Copy the records from the line containing "2, row 132." through the end of the records, swapping "man's hand" for "man's fist" and leaving everything else unchanged.

PROVIDED ENTRIES —
* start *
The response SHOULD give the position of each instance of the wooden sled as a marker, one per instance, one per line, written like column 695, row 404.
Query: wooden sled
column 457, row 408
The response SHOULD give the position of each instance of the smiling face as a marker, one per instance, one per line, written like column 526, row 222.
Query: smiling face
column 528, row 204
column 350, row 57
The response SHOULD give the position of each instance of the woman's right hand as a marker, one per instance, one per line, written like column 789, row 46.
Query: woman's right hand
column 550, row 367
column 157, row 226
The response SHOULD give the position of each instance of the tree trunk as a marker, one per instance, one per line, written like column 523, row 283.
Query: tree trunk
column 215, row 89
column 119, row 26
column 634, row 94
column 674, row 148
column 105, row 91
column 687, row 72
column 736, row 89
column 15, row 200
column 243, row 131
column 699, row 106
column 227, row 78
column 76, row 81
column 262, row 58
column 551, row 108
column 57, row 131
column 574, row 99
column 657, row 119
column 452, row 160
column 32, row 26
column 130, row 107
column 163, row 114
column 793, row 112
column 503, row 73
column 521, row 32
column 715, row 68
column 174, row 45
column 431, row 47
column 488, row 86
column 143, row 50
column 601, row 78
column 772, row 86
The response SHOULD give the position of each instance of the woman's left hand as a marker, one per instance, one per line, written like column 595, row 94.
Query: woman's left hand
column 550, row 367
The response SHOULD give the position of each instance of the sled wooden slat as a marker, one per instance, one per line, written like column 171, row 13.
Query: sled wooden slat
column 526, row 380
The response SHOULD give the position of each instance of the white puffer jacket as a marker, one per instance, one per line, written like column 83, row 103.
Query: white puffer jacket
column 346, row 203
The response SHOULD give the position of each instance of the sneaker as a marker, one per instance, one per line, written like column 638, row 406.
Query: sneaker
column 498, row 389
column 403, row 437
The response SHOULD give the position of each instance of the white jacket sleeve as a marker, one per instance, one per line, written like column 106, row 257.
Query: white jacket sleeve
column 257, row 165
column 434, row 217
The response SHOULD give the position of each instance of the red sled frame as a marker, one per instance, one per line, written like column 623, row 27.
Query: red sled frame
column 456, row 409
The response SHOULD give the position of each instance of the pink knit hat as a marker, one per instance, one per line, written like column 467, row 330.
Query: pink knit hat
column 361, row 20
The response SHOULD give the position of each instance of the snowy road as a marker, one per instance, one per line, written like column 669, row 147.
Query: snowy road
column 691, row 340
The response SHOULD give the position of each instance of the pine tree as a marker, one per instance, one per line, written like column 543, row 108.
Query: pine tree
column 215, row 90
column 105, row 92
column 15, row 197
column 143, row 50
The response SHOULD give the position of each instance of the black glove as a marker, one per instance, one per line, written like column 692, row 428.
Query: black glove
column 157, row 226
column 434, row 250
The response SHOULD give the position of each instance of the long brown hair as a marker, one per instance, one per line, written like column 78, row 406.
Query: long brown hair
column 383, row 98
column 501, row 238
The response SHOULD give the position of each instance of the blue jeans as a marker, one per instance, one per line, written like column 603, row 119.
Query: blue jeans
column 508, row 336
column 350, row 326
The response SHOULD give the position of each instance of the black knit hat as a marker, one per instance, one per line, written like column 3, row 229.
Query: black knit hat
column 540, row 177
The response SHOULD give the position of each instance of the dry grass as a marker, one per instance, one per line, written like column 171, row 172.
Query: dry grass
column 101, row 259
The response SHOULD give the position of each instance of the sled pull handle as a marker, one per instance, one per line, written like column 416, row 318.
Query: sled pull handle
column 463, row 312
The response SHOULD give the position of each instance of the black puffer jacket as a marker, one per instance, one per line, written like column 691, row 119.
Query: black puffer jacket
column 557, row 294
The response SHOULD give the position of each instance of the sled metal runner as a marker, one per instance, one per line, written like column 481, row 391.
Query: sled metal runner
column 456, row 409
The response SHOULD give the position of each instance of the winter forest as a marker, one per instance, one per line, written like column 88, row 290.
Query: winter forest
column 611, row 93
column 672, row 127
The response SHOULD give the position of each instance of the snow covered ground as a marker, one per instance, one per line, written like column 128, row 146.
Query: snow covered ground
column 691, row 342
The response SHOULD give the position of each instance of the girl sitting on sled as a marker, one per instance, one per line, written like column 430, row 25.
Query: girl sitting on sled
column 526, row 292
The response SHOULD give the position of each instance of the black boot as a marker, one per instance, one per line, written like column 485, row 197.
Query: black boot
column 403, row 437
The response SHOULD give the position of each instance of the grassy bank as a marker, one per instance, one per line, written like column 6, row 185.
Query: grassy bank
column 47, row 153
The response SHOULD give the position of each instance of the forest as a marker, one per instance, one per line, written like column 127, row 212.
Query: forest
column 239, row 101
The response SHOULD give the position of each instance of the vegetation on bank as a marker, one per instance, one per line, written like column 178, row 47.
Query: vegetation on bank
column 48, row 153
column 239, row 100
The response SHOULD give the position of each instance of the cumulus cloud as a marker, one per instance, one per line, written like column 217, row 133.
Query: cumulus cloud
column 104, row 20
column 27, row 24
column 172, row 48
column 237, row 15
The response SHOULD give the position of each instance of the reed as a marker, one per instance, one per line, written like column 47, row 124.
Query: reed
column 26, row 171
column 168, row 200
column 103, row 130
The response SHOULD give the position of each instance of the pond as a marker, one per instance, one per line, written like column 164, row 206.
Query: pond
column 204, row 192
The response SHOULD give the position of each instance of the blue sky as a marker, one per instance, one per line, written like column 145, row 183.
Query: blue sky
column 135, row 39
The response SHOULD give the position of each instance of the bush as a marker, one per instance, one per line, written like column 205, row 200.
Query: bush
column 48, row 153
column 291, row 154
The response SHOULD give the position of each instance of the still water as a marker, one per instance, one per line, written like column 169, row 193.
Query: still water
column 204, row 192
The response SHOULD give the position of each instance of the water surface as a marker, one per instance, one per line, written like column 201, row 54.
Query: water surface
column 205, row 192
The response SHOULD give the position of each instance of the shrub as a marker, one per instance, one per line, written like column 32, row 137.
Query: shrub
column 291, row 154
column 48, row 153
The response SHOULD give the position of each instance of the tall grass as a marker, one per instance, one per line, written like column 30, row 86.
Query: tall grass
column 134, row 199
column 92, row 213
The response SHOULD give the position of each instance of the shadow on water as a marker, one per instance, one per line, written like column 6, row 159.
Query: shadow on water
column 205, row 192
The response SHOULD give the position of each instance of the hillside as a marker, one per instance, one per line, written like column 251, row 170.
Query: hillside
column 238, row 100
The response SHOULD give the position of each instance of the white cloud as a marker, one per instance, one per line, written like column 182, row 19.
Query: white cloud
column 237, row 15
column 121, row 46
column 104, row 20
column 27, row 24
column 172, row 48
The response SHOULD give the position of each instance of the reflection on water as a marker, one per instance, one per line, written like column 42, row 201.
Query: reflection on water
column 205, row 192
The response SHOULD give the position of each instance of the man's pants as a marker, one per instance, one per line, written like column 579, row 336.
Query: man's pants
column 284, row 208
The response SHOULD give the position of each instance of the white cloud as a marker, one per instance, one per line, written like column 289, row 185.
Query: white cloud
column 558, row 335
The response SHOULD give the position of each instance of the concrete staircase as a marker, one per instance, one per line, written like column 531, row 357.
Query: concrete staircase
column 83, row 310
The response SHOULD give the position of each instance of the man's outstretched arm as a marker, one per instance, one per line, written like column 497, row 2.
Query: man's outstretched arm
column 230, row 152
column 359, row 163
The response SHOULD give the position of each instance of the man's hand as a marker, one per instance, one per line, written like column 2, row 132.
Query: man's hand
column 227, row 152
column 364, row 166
* end *
FULL RESPONSE —
The response SHOULD give the position of each instance of the man's fist as a marker, one per instance, one per line, written like column 2, row 132.
Query: man's fist
column 227, row 152
column 364, row 166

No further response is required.